READING PASSAGE:
--------------------------------

When you are turning the pile, notice how wet it is. The organic material should be damp — like a wrung-out sponge. Add water if it’s too dry, or add some brown materials if it’s too wet.

Get results

After a few months, you will have finished compost at the bottom of your bin, ready for your flower beds. Most commercial bins have trap doors so you can remove the finished compost and leave the unfinished compost in the bin.

Sources: homecompostingmadeeasy.com, N.C. Cooperative Extension Service

Resources:

  • “Home Composting Made Easy,” by Christopher Forrest McDowell and Tricia Clark-McDowell. homecompostingmadeeasy.com/index.html
  • N.C. Cooperative Extension Service. composting.ces.ncsu.edu
  • Compost giveaway workshops. Spring classes are March 7-9, at Good Hope Farm in Cary, registration is required. townofcary.org, search “compost giveaway workshops”

--------------------------------

DATA FOR ANALYSIS:
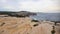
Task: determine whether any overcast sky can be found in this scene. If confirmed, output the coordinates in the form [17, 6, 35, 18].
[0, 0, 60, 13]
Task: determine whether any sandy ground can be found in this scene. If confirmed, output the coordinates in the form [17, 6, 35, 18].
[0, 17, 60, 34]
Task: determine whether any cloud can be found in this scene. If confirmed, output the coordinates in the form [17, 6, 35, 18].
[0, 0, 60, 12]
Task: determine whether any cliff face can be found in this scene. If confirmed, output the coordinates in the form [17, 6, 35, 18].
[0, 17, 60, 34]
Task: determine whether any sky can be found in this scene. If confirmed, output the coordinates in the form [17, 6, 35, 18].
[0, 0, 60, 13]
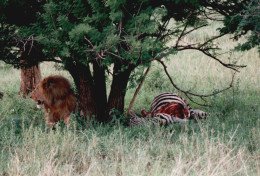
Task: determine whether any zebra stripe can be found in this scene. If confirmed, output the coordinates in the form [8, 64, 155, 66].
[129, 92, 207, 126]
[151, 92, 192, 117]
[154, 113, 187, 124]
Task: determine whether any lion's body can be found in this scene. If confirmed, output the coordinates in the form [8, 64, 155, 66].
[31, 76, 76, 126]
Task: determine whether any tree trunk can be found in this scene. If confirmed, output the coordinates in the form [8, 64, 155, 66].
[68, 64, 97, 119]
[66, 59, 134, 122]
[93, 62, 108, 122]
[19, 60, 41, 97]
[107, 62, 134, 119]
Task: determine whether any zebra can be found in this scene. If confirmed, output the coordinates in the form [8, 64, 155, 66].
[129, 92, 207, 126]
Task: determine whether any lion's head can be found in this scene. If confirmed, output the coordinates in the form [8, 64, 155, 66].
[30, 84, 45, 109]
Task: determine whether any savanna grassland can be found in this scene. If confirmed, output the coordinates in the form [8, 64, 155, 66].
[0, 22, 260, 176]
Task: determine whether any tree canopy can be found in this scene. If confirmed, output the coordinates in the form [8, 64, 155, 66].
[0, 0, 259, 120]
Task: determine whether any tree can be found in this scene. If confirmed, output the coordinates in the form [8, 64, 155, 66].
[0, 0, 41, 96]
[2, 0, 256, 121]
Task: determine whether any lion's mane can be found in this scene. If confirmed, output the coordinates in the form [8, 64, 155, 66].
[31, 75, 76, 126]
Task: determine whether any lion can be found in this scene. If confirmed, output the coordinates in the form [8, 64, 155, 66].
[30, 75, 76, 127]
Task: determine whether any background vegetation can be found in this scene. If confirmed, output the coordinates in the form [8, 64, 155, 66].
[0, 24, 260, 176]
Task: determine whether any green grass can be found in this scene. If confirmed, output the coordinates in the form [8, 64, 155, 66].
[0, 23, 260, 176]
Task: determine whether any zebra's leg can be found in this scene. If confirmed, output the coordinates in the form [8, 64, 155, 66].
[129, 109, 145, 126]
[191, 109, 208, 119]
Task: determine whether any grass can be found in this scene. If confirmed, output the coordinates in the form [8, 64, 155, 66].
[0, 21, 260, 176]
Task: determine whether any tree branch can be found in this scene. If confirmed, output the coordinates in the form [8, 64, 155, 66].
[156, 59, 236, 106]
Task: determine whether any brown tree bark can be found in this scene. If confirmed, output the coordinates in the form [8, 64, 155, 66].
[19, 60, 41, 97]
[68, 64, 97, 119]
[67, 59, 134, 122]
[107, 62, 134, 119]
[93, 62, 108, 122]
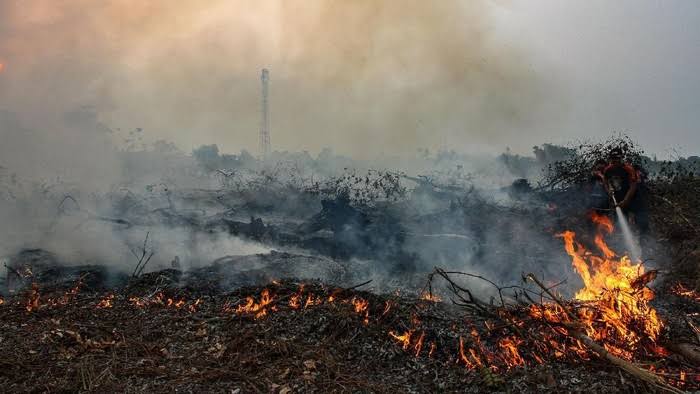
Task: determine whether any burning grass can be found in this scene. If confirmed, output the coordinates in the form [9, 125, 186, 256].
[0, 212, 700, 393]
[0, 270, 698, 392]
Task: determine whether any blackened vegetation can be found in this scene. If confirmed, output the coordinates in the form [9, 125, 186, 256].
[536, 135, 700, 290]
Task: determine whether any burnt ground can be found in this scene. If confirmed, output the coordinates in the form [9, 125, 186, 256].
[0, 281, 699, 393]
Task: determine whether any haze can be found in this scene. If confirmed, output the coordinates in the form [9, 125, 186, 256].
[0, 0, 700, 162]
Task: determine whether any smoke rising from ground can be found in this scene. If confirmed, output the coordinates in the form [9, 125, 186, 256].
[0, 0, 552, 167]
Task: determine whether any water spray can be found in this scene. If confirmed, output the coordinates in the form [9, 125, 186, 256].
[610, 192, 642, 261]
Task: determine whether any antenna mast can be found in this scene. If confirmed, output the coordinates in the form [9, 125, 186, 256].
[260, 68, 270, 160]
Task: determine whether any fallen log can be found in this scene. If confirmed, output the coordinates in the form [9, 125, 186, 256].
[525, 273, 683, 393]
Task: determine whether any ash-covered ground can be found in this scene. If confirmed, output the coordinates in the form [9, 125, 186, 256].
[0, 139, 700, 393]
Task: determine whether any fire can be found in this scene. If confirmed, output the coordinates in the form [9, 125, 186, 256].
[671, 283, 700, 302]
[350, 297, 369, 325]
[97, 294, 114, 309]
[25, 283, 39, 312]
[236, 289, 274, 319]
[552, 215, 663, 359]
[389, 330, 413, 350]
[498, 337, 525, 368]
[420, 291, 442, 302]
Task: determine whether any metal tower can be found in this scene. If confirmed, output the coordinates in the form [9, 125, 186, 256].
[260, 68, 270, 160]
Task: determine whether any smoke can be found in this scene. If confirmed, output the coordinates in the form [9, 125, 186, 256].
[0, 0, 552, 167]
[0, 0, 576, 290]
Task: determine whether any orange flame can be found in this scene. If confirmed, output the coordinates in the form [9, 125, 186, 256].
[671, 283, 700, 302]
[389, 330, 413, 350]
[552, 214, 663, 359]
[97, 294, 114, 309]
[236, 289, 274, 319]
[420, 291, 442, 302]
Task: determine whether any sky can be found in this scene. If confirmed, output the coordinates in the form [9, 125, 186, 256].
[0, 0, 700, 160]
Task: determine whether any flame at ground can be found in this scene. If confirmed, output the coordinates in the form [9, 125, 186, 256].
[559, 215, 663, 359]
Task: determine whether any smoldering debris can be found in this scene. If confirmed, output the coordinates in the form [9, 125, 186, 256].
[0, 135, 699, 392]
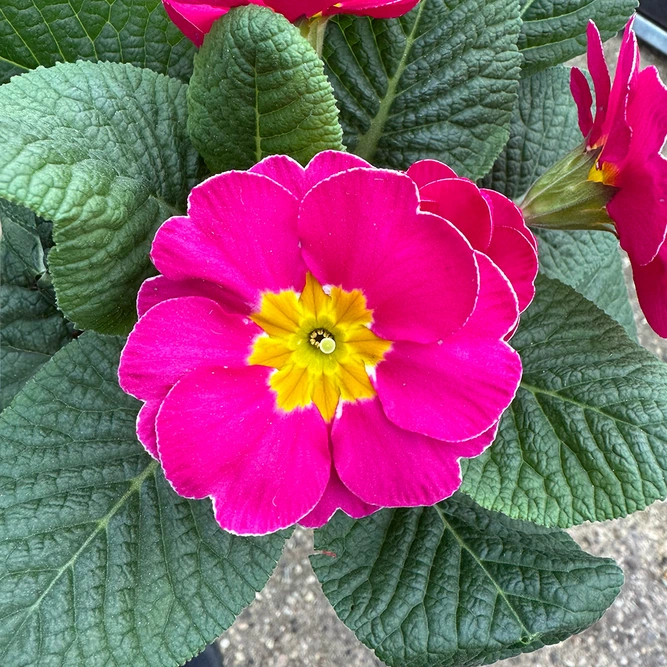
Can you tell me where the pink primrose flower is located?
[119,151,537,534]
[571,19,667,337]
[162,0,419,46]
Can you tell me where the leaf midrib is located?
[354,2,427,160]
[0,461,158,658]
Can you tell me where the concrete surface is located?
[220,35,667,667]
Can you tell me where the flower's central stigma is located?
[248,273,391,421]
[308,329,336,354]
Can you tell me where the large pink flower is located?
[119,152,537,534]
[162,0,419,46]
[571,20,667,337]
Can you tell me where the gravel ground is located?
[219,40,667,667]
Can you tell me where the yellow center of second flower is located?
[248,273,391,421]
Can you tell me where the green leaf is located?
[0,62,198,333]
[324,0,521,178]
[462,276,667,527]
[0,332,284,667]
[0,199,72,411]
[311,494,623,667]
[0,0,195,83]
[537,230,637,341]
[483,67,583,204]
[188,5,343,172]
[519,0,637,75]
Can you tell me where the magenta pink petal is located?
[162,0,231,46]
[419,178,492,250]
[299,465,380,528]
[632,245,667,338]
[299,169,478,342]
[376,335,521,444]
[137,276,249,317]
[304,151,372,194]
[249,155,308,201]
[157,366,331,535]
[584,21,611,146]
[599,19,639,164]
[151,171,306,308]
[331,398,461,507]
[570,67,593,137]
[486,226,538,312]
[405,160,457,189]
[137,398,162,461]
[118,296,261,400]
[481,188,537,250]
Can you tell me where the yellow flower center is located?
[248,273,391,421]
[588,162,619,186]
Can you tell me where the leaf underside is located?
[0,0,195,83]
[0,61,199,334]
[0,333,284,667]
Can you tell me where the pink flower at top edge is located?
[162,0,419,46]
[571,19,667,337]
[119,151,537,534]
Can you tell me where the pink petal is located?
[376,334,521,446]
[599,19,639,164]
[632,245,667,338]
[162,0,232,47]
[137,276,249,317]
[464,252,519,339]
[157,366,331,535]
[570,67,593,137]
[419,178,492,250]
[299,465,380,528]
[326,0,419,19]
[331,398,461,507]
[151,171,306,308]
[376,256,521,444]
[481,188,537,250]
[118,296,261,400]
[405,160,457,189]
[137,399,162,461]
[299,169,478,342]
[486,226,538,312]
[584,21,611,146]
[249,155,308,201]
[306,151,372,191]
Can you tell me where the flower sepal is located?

--------------------------------

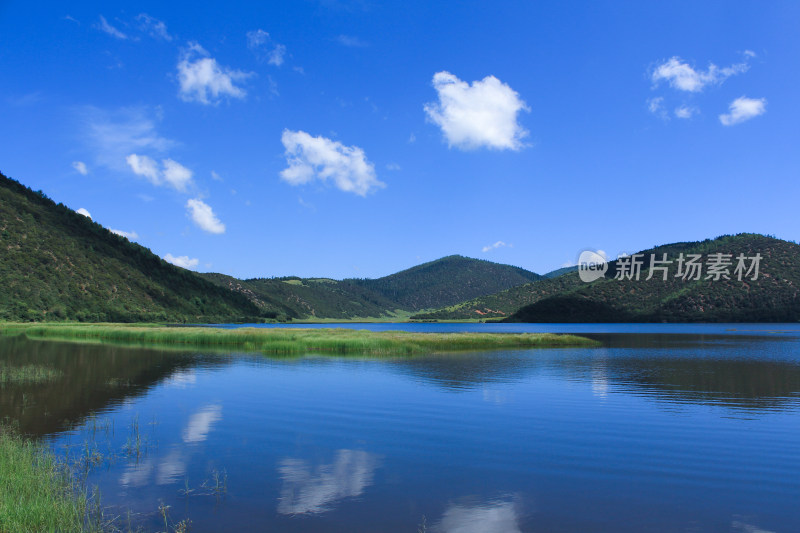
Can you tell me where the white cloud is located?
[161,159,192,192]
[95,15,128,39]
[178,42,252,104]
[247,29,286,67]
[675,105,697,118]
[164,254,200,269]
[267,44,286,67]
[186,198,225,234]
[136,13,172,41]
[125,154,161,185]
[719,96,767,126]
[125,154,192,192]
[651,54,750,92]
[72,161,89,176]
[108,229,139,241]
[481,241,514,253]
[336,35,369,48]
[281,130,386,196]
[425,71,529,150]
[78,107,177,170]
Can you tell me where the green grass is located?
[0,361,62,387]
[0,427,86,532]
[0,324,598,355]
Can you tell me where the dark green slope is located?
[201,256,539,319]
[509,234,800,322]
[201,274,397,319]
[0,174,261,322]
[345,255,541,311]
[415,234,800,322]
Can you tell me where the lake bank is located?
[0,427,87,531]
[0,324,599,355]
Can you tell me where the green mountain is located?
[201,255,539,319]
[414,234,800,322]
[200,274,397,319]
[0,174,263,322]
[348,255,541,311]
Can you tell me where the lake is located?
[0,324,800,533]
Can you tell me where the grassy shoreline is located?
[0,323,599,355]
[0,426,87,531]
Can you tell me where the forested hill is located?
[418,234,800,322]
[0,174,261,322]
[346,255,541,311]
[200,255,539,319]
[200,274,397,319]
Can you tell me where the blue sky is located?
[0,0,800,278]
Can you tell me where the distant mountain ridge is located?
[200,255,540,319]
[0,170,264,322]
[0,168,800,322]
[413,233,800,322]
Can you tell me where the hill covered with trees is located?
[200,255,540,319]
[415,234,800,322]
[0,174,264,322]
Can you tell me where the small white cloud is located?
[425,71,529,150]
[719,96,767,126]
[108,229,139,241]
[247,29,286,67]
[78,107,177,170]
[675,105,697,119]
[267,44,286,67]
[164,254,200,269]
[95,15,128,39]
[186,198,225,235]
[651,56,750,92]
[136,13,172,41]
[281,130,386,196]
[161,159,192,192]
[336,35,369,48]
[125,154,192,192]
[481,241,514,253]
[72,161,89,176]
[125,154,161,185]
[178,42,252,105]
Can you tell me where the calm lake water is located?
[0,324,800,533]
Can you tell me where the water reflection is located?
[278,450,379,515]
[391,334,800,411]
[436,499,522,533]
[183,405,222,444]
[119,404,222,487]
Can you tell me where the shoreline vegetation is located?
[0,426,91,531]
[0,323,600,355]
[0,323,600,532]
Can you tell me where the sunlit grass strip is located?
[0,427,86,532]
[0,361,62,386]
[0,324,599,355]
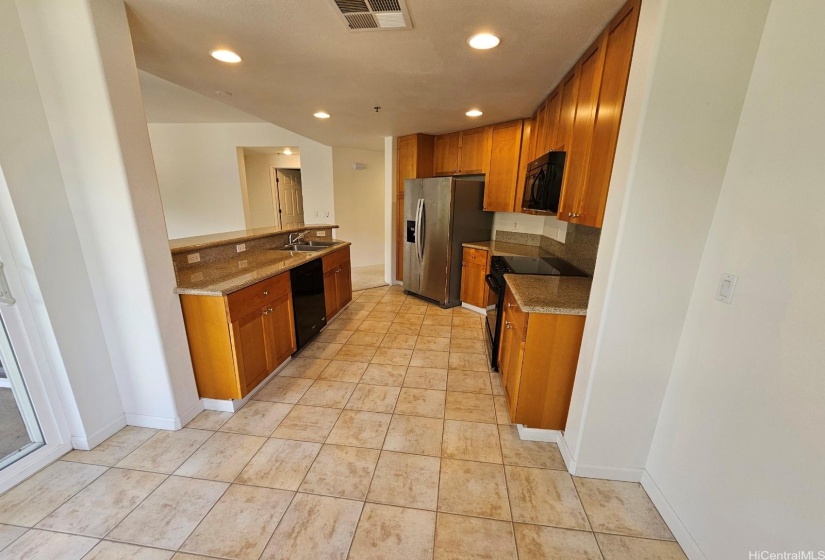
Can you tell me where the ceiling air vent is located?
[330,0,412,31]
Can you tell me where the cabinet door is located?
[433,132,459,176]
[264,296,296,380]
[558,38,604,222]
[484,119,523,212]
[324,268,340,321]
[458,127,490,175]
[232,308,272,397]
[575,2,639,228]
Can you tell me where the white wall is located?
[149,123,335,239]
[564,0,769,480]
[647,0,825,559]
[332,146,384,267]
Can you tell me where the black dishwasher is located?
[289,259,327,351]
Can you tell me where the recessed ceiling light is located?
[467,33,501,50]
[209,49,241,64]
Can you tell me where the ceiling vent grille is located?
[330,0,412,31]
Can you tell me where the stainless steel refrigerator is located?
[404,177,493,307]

--------------------------------

EXERCISE INSTRUCTIONS: Continue the home composting text from its last line.

WRITTEN RESPONSE:
  • Discount compost bins. Open to all Triangle residents, Cary’s annual sale of compost bins will be April 9-May 9. townofcary.org, search “online compost bin sales”. Wake County’s annual bin sale is May 1-31. wakegov.com
  • CompostNow picks up compostable materials and returns finished compost to you. compostnow.org

Source: Sarah Justice, Town of Cary

What to Compost

  • Animal manure from chickens or other herbivores
  • Cardboard rolls, cereal boxes, brown paper bags
  • Coffee grounds and filters
  • Cotton and wool rags
  • Dryer and vacuum cleaner lint
  • Eggshells
  • Fireplace ashes
  • Fruits and vegetables
  • Grass clippings, yard trimmings
  • Hair and fur
  • Hay and straw
  • Houseplants
  • Leaves
  • Nut shells
  • Paper towels
  • Seaweed (rinse off salt water)
  • Shredded newspaper
  • Shredded bills, bank statements, junk mail and office paper
  • Tea and tea bags
  • Wood chips, sawdust, toothpicks, burnt matches

What not to Compost

  • Black walnut tree leaves or twigs (releases substances that might be harmful to plants)
  • Coal or charcoal ash (contains substances harmful to plants)
  • Dairy products (creates odor problems and attracts pests)
  • Diseased or insect-ridden plants (diseases or insects might spread)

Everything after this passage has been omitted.